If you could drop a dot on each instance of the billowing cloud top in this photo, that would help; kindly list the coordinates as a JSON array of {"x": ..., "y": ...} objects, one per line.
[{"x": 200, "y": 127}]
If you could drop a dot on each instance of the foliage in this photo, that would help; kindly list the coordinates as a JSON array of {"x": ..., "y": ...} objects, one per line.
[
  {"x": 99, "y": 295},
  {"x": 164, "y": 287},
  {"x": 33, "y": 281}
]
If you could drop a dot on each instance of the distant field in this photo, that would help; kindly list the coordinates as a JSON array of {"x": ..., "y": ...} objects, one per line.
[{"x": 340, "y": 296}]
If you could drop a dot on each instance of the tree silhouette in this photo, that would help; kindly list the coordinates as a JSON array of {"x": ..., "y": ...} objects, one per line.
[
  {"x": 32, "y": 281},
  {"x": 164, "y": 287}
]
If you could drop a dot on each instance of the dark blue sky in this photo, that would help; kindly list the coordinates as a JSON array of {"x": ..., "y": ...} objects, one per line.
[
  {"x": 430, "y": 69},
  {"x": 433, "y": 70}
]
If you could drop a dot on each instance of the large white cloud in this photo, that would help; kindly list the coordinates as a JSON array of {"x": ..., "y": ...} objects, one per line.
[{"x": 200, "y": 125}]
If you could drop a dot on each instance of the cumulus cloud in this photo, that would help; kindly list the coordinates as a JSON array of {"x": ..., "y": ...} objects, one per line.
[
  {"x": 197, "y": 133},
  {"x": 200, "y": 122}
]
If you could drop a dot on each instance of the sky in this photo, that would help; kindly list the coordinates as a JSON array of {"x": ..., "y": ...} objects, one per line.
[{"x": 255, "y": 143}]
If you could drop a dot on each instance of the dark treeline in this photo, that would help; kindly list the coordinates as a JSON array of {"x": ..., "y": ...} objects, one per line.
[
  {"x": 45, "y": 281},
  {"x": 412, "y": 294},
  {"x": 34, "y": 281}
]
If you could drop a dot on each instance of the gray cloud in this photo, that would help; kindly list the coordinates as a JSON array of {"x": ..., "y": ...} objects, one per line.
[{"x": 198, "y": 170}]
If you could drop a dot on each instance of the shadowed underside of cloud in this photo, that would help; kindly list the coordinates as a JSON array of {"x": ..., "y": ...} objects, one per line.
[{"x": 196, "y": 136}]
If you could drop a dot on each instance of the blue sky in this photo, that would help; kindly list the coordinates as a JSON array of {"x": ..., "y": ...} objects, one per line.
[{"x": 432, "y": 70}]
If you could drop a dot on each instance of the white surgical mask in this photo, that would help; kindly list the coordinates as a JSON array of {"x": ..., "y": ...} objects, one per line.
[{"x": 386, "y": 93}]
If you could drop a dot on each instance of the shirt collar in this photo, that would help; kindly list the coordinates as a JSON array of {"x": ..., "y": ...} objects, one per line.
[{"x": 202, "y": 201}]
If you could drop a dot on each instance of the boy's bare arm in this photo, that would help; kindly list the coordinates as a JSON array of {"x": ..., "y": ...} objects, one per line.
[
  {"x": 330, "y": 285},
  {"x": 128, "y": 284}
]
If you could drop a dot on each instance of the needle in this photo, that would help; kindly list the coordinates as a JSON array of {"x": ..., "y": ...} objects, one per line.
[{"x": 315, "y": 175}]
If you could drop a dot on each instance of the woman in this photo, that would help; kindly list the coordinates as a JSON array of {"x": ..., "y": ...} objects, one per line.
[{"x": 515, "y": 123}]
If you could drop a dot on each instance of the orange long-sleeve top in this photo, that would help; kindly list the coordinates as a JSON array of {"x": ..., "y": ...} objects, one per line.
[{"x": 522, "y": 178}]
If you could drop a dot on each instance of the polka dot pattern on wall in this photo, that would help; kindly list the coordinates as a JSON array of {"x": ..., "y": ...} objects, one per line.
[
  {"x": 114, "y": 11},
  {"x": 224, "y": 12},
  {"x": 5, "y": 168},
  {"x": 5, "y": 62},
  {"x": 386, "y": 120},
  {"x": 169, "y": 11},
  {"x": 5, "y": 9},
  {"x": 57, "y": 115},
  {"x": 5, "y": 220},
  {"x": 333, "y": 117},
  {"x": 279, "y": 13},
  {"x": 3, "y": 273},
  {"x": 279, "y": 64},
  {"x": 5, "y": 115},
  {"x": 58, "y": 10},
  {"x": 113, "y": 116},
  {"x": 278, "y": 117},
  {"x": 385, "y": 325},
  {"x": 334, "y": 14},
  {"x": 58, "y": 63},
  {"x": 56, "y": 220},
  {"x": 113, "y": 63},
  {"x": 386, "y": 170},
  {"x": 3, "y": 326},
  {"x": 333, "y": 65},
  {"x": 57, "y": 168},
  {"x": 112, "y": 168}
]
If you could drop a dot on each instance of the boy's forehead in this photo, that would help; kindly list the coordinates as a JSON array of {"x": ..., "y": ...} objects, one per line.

◆ Problem to work on
Write out, word for word, every line from the one containing "of the polka" through the last line of the records above.

◆ Task solution
If you could drop a dot on each instance of the polka dot pattern on wall in this photo, that would help; kindly list the coordinates as a JSON array of {"x": ..., "y": ...} objects, one per line.
[
  {"x": 114, "y": 11},
  {"x": 224, "y": 12},
  {"x": 5, "y": 168},
  {"x": 5, "y": 62},
  {"x": 386, "y": 120},
  {"x": 169, "y": 11},
  {"x": 5, "y": 9},
  {"x": 57, "y": 115},
  {"x": 5, "y": 220},
  {"x": 333, "y": 117},
  {"x": 279, "y": 13},
  {"x": 3, "y": 273},
  {"x": 279, "y": 64},
  {"x": 5, "y": 115},
  {"x": 58, "y": 10},
  {"x": 113, "y": 116},
  {"x": 278, "y": 117},
  {"x": 385, "y": 325},
  {"x": 334, "y": 14},
  {"x": 58, "y": 63},
  {"x": 56, "y": 220},
  {"x": 113, "y": 63},
  {"x": 386, "y": 170},
  {"x": 3, "y": 326},
  {"x": 333, "y": 65},
  {"x": 57, "y": 168},
  {"x": 112, "y": 168}
]
If you could drop a dot on each instance of the boy's forehead in this photo, that would help; kindly list the coordinates as a JSON array of {"x": ..., "y": ...} objects, one per line.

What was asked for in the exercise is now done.